## Text passage
◇ ◇ ◇ ◇

Page updated July 2015
Buses - an accessible, affordable, environmental travel option?
Buses are a crucial component of our public transport system, carrying three times as many passengers as trains. 2013 figures show 5.1 billion bus journeys a year compared to 1.5 billion by train. However, bus patronage has gone down around 30% since deregulation, although some areas have bucked the trend, in particular London with an increase of 99%. 
Some say the success of London’s buses is because Transport for London has more power to regulate its network than other regions. Other local authorities want this power back, but face opposition from the large bus companies. We chart the struggle over bus operation from pre-1968 Transport Act, through deregulation to the dominance of the ‘Big Five’ today below.
Buses also have huge potential for reducing carbon emissions if they replaced more journeys by car on well-used routes as we outlined on the 'Climate impact of transport' page. According to a report commissioned by industry lobby group Greener Journeys, the “best-used bus services in the major urban centres may well be reducing carbon emissions by 75% or more”. 
Below we look at how buses could increase their appeal, but first, what makes a greener bus?

◇ ◇ ◇ ◇

## Objective
Continue the passage on buses from its last sentence. The material that comes next is unrelated to the bus passage.

◇ ◇ ◇ ◇

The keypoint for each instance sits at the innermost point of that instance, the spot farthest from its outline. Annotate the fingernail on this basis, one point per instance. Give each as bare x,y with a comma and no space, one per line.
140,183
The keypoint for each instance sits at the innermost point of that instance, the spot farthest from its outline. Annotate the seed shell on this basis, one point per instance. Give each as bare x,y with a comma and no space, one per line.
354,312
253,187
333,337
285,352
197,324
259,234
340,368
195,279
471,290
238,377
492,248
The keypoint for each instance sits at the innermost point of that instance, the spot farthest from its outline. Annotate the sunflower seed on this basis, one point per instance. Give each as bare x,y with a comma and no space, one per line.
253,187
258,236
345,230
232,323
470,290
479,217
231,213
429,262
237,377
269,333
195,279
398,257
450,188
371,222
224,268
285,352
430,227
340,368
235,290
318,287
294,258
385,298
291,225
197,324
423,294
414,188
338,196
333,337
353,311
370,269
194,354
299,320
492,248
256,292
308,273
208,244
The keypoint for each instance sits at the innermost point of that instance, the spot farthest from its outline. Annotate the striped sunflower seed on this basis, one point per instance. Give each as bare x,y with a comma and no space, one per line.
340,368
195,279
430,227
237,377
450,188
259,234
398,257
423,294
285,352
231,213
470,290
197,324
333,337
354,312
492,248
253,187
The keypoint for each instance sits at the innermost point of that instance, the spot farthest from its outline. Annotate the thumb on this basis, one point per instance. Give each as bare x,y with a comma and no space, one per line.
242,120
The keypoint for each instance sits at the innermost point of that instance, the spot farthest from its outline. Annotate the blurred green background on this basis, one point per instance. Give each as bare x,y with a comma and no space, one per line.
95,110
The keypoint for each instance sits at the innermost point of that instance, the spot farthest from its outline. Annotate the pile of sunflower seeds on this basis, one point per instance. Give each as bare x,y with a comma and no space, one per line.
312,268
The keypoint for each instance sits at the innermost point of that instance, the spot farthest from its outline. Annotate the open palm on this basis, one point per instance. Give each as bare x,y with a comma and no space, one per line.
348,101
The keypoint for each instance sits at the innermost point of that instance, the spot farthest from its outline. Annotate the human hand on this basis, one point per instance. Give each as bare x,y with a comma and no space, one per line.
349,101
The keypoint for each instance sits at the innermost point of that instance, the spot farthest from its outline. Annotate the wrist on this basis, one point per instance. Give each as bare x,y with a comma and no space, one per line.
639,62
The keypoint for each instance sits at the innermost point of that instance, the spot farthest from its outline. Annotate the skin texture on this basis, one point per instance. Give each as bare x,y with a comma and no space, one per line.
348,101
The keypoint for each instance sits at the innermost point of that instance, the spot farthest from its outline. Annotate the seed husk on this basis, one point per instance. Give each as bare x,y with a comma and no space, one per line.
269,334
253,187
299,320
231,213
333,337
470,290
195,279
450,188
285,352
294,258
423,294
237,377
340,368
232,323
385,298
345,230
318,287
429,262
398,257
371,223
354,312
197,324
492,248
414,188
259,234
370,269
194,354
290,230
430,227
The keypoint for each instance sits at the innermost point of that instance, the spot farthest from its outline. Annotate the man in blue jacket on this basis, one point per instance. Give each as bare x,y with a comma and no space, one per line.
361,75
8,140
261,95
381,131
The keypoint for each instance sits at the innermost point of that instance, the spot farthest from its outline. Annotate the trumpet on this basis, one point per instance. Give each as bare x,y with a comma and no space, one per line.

◇ ◇ ◇ ◇

## Output below
Although buses only account for about 4% of UK road transport emissions and are generally seen as part of the solution to the climate crisis, there is still potential for environmental improvements.
The government runs a Green Bus Fund to encourage operators to buy Low Carbon Emission Buses (LCEBs), most of which are diesel-electric hybrids which cost about £100,000 more than a standard diesel bus. The fund is designed to support the industry until it reaches two points:
- firstly that manufacturers can achieve economies of scale, and
- secondly that more evidence emerges about fuel savings and reliability of hybrid buses and their batteries over time.
The Low Carbon Vehicle Partnership, a public-private partnership to accelerate the shift, has an online map showing what type of LCEBs are used where and by which companies.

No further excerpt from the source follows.